[Selected passage Boundary: Start]

With the current model, nobody really stops any driver from doing that
if so they wish. No switchdev or bridge changes needed. We have maximum
flexibility now, with this async model. Yet it just so happens that no
one is exploiting it, and instead the existing options are poorly
utilized by most drivers.

> > > In del_nbp(), after br_fdb_delete_by_port(), the bridge will emit some

> > > new blocking event (e.g., SWITCHDEV_FDB_FLUSH_TO_DEVICE) that will

> > > instruct the driver to flush all its pending FDB notifications. You

> > > don't strictly need this notification because of the

> > > netdev_upper_dev_unlink() that follows, but it helps in making things

> > > more structured.

> > >

> > > Pros:

> > >

> > > 1. Solves your problem?

[Selected passage Boundary: End]

Task requirements
- a) In the bridge FDB discussion, what example name is given for the new blocking event the bridge would emit?
- b) Continue the bridge FDB discussion from its last line.
The listing that follows comes from a different source than the bridge FDB discussion.

[Supplied entries Boundary: Start]

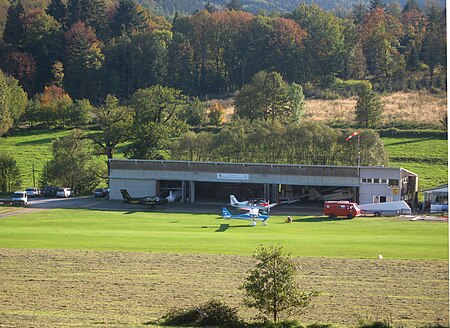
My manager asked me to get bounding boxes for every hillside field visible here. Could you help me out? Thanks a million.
[0,210,449,327]
[0,130,448,189]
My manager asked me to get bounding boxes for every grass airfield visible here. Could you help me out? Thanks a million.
[0,209,448,260]
[0,209,449,327]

[Supplied entries Boundary: End]

Task-by-task outputs
- a) SWITCHDEV_FDB_FLUSH_TO_DEVICE

- b)
> > > 2. Pattern is not worse than what we currently have

> > > 3. Does not force RTNL

> > > 4. Allows for batching. For example, mlxsw has the ability to program up

> > > to 64 entries in one transaction with the device. I assume other devices

> > > in the same grade have similar capabilities

> > >

> > > Cons:

> > >

> > > 1. Asynchronous

> > > 2. Pattern we will see in multiple drivers? Can consider migrating it

> > > into switchdev itself at some point

> >

> > I can already flush_workqueue(dsa_owq) in dsa_port_pre_bridge_leave()

> > and this will solve the problem in the same way, will it not?

>

> Problem is that you will deadlock if your work item tries to take RTNL.


I think we agreed that the rtnl_lock could be dropped from driver FDB work items.
I have not tried that yet though.

> > It's not that I don't have driver-level solutions and hook points.

> > My concern is that there are way too many moving parts and the entrance

> > barrier for a new switchdev driver is getting higher and higher to

> > achieve even basic stuff.

>

> I understand the frustration, but that's my best proposal at the moment.

> IMO, it doesn't make things worse and has some nice advantages.


Reconsidering my options, I don't want to reduce the available optimizations
that other switchdev drivers can make, in the name of a simpler baseline.
I am also not smart enough for reworking the bridge data path.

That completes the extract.